PASSAGE PROVIDED:
Then, it's straightforward to show that

$$\triangle y_t = \eta_{t-1} + \epsilon_t - \epsilon_{t-1}$$

and also that, the autocorrelation at lag 1 of $\Delta y_t$, $\gamma_1 = - \frac{\sigma^2_{\epsilon}}{\sigma^2_\eta + 2 \sigma^2_{e}}$

So, the lag 1 autocorrelation has to be between $-0.5$ and $0$ by inspection.

But, consider the "equivalent" ARIMA(0,1,1) model:

$$\triangle y_t = \theta \nu_{t-1} + \nu_t$$

Since, $\theta$ has to be between -1 and + 1 in the ARIMA(0,1,1) and the first order autocorrelation is $\frac{\theta}{1+\theta^2}$, the first order autocorrelation is between -0.5 and 0.5.

So, in the random walk + noise formulation, the $\theta$ is restricted to be between $-1$ and $0$ and, in the ARIMA(0,1,1) formulation, $\theta$ is between $-1$ and $1$.

SUPPLIED MATERIAL:
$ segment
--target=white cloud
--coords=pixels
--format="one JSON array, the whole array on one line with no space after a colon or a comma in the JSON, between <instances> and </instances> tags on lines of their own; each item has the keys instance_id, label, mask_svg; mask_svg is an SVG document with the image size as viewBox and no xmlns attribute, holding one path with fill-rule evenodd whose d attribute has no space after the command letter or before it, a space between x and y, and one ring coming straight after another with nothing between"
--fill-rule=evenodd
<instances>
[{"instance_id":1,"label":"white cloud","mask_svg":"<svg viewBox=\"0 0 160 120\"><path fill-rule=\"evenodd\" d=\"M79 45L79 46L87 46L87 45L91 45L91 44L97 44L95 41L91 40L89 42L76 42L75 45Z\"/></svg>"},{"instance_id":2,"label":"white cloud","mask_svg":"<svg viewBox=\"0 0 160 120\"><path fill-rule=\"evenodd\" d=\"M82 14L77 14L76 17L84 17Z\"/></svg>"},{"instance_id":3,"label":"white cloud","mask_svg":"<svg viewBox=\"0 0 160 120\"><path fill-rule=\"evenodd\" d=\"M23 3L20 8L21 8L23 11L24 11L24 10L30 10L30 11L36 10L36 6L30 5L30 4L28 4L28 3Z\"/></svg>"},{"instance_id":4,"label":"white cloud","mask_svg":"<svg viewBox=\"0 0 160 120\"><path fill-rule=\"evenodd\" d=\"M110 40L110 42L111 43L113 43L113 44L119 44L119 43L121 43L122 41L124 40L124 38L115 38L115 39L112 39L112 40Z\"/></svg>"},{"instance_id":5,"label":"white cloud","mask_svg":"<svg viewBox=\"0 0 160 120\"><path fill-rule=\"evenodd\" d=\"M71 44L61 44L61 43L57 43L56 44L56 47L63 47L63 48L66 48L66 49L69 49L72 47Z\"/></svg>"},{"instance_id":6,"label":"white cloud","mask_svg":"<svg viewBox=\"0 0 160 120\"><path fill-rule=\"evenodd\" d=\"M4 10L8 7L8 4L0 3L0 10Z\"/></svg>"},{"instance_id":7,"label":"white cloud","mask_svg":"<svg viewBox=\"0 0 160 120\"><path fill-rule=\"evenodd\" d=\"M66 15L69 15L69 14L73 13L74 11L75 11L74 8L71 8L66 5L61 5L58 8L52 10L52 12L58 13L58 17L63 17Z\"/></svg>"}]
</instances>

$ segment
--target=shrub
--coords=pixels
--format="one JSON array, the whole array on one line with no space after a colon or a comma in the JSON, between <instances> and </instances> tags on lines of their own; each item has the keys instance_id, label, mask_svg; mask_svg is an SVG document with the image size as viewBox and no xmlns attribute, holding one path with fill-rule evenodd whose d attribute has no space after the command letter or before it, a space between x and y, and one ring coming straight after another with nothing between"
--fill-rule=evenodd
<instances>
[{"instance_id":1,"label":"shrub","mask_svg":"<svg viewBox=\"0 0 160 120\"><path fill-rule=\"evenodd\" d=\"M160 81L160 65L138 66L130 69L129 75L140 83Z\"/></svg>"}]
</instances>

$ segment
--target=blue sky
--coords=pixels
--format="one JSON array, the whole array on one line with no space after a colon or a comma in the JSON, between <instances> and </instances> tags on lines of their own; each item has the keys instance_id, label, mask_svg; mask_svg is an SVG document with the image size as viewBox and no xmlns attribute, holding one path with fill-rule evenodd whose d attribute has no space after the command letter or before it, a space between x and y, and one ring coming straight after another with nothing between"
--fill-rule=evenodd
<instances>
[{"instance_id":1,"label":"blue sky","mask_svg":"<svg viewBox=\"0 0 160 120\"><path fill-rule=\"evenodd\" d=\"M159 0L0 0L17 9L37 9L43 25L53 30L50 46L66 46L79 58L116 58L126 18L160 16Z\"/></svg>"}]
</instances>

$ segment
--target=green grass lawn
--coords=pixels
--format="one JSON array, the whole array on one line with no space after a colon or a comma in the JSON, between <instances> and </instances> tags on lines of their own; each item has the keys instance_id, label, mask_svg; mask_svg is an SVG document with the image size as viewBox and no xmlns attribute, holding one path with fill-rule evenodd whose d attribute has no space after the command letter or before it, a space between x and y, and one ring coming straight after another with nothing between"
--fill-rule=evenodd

PROBLEMS:
**1)** In the passage on the ARIMA(0,1,1) model, what range is θ restricted to in the random walk + noise formulation?
**2)** Count the lines in the entries that contain the string "target", and reply with the number alone.
The text and the entries are independent of each other.

RESULTS OF THE EXERCISE:
**1)** θ is restricted to between −1 and 0.

**2)** 4